Material:
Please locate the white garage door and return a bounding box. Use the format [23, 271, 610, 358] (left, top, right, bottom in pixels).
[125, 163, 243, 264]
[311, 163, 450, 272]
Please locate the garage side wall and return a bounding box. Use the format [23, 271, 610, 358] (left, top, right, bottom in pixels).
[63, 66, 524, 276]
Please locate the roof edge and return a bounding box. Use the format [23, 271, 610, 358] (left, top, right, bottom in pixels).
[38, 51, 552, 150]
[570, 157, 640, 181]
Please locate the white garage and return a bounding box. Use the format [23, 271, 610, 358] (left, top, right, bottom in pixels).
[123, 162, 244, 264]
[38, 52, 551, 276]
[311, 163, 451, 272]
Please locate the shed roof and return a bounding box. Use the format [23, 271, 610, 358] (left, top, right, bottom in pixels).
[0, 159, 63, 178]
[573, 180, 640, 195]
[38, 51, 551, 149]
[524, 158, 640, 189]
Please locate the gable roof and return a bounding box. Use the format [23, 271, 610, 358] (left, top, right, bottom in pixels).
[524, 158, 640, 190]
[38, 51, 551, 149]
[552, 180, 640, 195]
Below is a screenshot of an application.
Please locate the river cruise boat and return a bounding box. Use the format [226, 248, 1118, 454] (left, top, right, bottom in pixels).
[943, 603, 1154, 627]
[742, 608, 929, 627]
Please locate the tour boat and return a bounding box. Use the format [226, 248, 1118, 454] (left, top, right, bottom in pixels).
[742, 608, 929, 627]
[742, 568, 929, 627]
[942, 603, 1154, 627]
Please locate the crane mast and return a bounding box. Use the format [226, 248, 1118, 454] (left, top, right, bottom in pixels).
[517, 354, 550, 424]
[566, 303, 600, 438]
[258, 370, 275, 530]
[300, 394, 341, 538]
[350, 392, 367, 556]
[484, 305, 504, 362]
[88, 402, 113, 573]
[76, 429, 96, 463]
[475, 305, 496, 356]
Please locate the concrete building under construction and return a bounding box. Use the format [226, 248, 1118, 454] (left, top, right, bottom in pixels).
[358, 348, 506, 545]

Aufgabe: Bitte schreiben Sie alle Einträge oben Zeile für Zeile unverändert ab.

Vollständige Lösung:
Please locate the white garage door and return a bounding box. Use the format [23, 271, 610, 358] (left, top, right, bottom in pixels).
[125, 163, 243, 264]
[311, 163, 450, 272]
Please locate the garage side wall and return a bounding box. Use the format [23, 271, 610, 358] (left, top, right, bottom in pixels).
[63, 66, 524, 276]
Please locate the roof edge and return a bounding box. Use the format [23, 271, 610, 358] (left, top, right, bottom in pixels).
[38, 51, 552, 150]
[570, 157, 640, 181]
Please locate the white garage and return a bounding box. Use the format [23, 271, 610, 358] (left, top, right, bottom in pixels).
[123, 162, 244, 264]
[38, 52, 551, 276]
[311, 163, 451, 272]
Please locate the shed roof and return a bounding box. Use the format [23, 271, 610, 358] (left, top, right, bottom in pixels).
[0, 159, 63, 178]
[573, 180, 640, 195]
[38, 51, 551, 149]
[524, 158, 640, 189]
Please locate the gable roof and return a bounding box. Use the format [23, 271, 610, 358] (left, top, right, bottom in pixels).
[524, 158, 640, 190]
[38, 51, 551, 149]
[552, 180, 640, 195]
Below is a screenshot of an application.
Please locate the river cruise boat and return a bounding box. Use the format [226, 248, 1118, 454] (left, top, right, bottom in pixels).
[943, 603, 1154, 627]
[742, 608, 929, 627]
Please locate the tour boat and return a bounding box. Use the format [226, 248, 1118, 454] (left, top, right, bottom in pixels).
[742, 608, 929, 627]
[742, 568, 929, 627]
[942, 603, 1154, 627]
Please locate the crane mast and return a bounding box. Use the format [226, 248, 1118, 454] (left, top, right, bottom in pixels).
[517, 354, 550, 424]
[566, 303, 600, 438]
[258, 370, 275, 530]
[300, 394, 341, 538]
[350, 392, 367, 556]
[484, 305, 504, 362]
[88, 402, 113, 573]
[76, 429, 96, 463]
[475, 305, 496, 356]
Please locate the concrete building under construction and return a bounding box. Use the format [226, 248, 1118, 454] (left, top, right, bottom in pixels).
[358, 348, 506, 545]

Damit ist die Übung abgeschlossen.